# WHAT THE TASK ASKS
The line containing "In the photograph above, where can the metal scaffolding" and every line after it, through the end of the records below, are to be reproduced exactly, with the pictures left out.

# Region pointing data
[Start of section]

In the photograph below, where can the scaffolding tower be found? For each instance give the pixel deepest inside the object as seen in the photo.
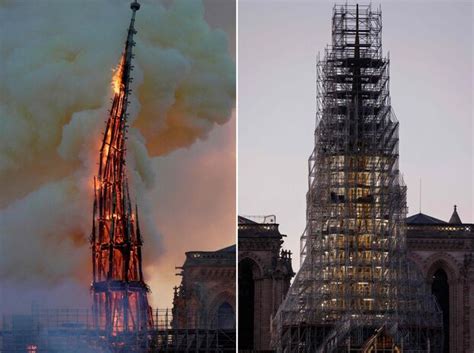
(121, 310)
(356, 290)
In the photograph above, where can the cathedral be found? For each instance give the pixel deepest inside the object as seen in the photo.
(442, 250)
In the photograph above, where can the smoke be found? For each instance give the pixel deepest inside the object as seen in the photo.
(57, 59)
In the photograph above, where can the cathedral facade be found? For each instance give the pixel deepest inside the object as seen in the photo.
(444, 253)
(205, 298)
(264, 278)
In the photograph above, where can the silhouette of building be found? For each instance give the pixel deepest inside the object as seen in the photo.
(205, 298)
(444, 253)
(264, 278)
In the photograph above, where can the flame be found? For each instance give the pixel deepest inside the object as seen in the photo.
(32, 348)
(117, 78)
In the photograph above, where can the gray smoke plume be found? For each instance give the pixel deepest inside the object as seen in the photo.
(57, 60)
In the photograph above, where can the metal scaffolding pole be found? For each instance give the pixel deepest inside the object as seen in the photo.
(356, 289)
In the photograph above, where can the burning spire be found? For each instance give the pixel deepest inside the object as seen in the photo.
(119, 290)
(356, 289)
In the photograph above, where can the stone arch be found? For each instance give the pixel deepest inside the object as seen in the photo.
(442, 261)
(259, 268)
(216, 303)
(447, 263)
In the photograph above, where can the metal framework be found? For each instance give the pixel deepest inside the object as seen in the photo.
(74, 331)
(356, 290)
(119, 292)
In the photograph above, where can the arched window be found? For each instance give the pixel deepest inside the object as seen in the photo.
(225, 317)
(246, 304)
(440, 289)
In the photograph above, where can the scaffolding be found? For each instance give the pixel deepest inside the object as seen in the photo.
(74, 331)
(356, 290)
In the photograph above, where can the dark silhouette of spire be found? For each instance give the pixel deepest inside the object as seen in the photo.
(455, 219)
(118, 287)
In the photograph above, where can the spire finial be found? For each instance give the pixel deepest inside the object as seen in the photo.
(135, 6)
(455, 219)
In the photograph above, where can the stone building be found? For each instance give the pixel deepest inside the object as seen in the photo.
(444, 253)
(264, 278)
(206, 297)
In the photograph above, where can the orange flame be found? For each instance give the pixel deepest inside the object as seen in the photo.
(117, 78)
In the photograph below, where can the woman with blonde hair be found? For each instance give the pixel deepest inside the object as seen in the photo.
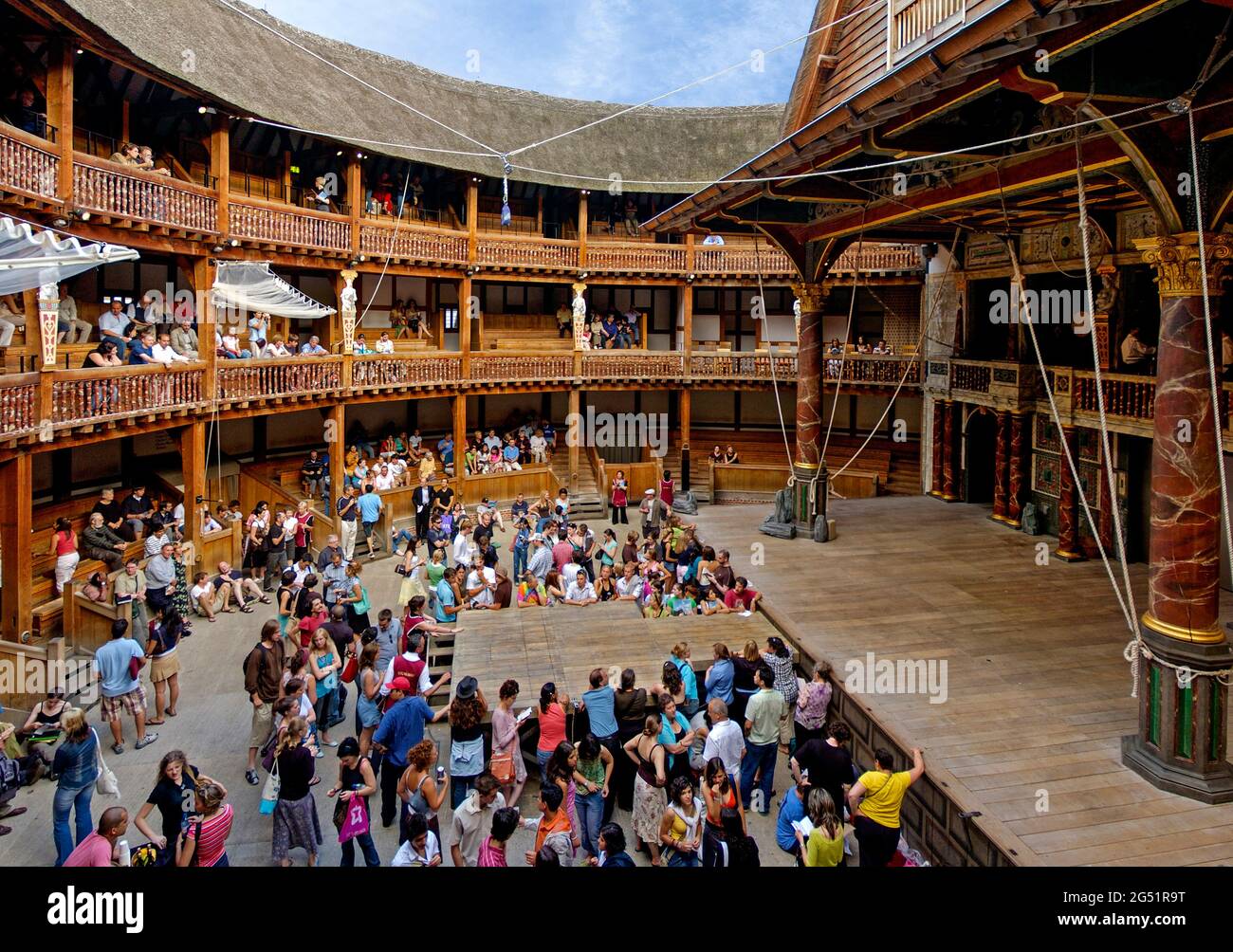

[End of section]

# EXPECTED ANSWER
In the photograph above, where can the metal scaffolding pole be found? For each instance give the pixel deepest inside the object as seen in the photo.
(356, 289)
In the photograph above, where can the burning spire be found? For each instance give the pixel deepest inside the object as seen in the photo.
(119, 290)
(356, 289)
In the photograph above, where can the stone arch be found? For each instance give the pixel deepest inside the object as seen in the photo.
(442, 261)
(259, 268)
(216, 303)
(447, 263)
In the photograph above, where can the metal framework be found? For each instance give the pixel deepest inside the object as seen in the photo.
(74, 331)
(356, 290)
(119, 292)
In the photograph above, where can the arched window be found? For each instance give the pixel deepest inside the object as seen in the photo.
(225, 317)
(246, 304)
(440, 289)
In the photograph above, where can the scaffolding be found? For each instance give the pixel deepest inside the object as seen in the photo.
(74, 331)
(356, 290)
In the photograph above, where can the dark silhouette of spire be found? For each instance give the pixel deepest inside the object as seen in the photo.
(455, 219)
(118, 287)
In the photograph above, where can the spire finial be found? For each instance give the pixel deepest inside the object as seen in the photo.
(135, 6)
(455, 219)
In the photograph above, where can the stone building be found? For each instance give the pixel deepest inside the object as seen in the photo.
(444, 253)
(264, 278)
(206, 297)
In the photograph above, where can the orange flame be found? For each instance give the pixel deepest inside the object as seen in the photo.
(117, 78)
In the photograph below, where can the woman with blonde hair be found? For each instance give the pixel deepest inside the object as seen in the photo.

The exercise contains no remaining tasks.